> _EXERCISE DIRECTIONS_
Can you copy the lines from the one that contains "Target: white cream filling" through the end of the material below, exactly and with nothing else?

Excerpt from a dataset
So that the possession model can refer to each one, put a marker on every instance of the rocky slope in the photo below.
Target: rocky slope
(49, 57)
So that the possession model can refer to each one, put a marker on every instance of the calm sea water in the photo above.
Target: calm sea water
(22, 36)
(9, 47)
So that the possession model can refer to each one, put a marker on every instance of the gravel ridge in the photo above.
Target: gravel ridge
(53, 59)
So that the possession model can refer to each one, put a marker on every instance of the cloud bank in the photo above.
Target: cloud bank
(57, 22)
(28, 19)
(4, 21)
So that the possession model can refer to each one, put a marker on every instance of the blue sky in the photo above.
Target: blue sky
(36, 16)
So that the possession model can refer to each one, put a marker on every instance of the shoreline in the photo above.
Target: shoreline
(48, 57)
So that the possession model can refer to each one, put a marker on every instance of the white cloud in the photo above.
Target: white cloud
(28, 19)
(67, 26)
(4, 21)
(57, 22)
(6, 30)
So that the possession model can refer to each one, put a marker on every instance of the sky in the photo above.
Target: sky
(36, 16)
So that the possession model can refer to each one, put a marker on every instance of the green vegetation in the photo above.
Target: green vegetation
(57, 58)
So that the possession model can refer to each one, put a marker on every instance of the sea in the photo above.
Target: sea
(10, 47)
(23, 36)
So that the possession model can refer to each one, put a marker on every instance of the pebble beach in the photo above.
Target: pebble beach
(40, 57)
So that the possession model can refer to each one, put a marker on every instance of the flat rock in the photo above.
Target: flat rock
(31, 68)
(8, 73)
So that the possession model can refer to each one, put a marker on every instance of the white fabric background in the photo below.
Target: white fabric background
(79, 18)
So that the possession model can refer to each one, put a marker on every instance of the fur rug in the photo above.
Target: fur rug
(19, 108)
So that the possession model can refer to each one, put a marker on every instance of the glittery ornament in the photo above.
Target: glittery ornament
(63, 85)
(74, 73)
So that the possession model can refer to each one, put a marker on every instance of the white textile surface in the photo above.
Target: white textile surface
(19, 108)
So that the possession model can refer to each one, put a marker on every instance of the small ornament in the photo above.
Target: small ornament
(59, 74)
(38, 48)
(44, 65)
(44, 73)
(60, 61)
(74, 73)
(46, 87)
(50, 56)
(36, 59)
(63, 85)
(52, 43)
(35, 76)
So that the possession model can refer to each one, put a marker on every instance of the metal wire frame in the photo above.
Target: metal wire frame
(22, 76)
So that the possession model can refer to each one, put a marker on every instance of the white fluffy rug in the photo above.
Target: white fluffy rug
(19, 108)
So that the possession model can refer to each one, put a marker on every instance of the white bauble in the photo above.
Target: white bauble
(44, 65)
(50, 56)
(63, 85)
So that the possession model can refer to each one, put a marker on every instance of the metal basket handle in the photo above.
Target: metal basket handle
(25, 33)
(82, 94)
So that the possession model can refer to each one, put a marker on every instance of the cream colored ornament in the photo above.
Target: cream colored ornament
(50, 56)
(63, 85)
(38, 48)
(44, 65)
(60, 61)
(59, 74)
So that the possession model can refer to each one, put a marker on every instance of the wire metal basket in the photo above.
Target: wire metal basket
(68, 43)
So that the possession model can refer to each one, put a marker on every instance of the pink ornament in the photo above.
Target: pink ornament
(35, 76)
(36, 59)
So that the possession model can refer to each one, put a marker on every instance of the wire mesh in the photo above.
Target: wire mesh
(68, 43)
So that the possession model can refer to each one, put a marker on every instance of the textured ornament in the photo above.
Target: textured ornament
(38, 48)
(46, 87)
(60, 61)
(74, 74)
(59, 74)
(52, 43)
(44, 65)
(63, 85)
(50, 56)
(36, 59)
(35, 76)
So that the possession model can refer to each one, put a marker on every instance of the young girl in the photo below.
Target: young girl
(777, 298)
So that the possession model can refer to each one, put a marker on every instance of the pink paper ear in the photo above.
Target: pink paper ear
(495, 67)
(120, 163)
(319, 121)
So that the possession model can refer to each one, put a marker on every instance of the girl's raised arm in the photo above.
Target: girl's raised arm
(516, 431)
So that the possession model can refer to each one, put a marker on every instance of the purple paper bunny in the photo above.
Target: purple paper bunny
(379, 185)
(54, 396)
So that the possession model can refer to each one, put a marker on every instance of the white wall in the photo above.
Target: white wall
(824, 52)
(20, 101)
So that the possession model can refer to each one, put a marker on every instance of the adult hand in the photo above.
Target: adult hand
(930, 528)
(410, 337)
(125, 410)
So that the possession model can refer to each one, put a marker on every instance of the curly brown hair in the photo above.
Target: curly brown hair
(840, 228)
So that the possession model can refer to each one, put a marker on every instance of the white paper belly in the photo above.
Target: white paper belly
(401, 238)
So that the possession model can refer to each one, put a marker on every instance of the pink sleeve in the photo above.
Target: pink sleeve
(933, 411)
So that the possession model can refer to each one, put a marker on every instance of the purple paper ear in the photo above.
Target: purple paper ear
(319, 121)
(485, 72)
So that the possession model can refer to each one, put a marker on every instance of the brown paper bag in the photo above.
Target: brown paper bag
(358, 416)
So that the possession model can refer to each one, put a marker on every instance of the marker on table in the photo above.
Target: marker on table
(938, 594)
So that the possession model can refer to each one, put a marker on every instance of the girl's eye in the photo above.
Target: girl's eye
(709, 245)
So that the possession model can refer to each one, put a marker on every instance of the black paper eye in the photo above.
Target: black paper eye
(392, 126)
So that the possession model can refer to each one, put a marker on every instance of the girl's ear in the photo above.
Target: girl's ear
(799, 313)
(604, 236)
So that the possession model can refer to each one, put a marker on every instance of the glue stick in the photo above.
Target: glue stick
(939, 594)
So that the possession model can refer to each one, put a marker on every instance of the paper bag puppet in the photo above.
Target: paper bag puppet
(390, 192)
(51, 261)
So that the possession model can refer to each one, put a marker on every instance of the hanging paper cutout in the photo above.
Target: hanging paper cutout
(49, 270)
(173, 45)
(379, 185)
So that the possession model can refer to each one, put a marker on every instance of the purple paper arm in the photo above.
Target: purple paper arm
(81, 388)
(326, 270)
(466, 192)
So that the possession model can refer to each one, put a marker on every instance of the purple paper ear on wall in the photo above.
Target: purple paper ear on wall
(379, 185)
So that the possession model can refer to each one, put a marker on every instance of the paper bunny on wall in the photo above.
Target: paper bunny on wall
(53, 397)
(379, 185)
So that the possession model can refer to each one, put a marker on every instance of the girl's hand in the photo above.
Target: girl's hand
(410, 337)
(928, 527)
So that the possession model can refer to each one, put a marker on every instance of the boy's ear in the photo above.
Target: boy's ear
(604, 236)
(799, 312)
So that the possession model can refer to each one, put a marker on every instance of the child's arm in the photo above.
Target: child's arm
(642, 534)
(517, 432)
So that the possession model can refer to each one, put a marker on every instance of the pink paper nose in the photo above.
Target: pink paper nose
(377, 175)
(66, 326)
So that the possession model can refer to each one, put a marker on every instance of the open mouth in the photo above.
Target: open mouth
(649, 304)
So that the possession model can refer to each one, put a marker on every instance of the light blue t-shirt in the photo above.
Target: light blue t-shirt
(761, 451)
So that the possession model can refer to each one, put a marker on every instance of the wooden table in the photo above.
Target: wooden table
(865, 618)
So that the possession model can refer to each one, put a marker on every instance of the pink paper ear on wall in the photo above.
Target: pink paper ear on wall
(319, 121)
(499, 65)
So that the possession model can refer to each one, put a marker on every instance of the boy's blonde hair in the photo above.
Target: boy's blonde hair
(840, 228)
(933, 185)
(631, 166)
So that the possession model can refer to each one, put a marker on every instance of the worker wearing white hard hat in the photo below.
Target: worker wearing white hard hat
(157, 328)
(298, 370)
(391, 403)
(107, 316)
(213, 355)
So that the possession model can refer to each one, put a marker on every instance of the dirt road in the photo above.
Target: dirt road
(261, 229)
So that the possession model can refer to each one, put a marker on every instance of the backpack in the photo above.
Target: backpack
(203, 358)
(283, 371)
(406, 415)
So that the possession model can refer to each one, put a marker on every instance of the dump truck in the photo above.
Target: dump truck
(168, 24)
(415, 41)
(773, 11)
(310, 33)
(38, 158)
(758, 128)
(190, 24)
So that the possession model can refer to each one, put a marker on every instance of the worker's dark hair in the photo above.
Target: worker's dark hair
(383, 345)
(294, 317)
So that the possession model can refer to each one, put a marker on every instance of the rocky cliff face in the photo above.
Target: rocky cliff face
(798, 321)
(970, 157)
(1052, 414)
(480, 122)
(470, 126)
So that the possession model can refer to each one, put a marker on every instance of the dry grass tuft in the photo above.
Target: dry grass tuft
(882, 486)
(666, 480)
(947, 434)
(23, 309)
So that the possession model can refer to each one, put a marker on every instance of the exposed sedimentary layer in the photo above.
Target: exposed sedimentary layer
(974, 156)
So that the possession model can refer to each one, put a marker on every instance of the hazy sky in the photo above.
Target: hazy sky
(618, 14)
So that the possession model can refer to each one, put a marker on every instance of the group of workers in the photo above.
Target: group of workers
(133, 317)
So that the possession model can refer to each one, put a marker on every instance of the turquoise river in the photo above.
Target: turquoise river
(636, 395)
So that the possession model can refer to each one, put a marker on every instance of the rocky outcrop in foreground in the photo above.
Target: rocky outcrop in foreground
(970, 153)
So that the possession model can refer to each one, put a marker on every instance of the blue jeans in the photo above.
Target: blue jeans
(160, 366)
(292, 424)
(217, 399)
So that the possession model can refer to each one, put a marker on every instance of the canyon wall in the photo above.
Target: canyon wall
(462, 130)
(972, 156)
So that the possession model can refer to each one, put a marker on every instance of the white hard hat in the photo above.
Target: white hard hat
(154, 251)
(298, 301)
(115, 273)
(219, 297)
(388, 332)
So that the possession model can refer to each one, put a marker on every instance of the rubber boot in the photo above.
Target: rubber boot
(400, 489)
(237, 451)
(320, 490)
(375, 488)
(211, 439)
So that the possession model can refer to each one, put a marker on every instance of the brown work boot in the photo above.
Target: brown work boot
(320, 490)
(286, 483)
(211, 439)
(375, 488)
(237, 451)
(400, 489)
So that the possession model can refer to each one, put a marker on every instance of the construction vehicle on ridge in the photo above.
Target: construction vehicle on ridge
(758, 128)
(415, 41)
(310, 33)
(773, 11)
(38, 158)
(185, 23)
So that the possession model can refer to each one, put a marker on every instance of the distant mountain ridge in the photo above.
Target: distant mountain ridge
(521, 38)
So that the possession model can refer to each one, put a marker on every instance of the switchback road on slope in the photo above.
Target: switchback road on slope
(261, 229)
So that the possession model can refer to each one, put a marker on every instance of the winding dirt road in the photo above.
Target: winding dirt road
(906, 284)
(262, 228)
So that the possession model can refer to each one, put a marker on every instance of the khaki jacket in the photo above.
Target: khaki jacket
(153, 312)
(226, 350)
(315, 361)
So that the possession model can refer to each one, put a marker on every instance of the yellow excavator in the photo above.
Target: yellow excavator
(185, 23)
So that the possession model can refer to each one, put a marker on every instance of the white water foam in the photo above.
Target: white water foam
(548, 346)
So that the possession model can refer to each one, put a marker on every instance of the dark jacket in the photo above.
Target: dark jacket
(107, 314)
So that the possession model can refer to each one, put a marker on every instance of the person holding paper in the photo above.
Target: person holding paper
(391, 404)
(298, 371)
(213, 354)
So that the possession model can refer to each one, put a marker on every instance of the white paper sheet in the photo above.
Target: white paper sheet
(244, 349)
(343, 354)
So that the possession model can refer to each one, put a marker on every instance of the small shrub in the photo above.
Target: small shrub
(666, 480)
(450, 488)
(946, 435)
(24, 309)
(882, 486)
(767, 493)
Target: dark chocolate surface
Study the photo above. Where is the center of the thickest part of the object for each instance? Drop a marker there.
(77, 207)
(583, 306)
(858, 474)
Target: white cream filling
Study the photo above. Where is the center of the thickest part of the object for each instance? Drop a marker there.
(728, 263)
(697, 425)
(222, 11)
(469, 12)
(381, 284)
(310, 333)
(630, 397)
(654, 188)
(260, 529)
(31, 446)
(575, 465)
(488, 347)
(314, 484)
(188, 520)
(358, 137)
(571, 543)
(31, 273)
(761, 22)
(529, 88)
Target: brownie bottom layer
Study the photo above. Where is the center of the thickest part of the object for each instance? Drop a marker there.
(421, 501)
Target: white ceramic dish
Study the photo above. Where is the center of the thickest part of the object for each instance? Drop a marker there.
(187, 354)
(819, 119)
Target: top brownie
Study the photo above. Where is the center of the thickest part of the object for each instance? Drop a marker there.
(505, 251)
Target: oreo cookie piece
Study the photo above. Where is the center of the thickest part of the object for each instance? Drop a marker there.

> _ANSWER FOR THIS EXERCISE_
Target: white cream filling
Study the photo above. Where is the center of the thickest part of the object for each instance? Drop a marker there.
(728, 263)
(697, 425)
(222, 11)
(469, 12)
(381, 284)
(310, 333)
(630, 397)
(654, 188)
(260, 529)
(31, 446)
(575, 465)
(488, 347)
(314, 484)
(188, 520)
(358, 137)
(571, 543)
(31, 273)
(761, 22)
(529, 88)
Target: brownie bottom layer
Study the photo above. Where is the center of the thickest part of the object for each instance? Drop a marker there.
(421, 501)
Target: white ceramic dish
Study the photo above. Where is the center of the thickest part of the object for each instance? Drop a marker there.
(187, 354)
(819, 119)
Target: top brownie
Study the photo above. Where is the center of the thickest part of the object for each instance? Drop a marker there.
(505, 251)
Target: oreo cookie piece
Study the photo above. Where is the center of the thickest part of the object for each instance? Drop a marker there.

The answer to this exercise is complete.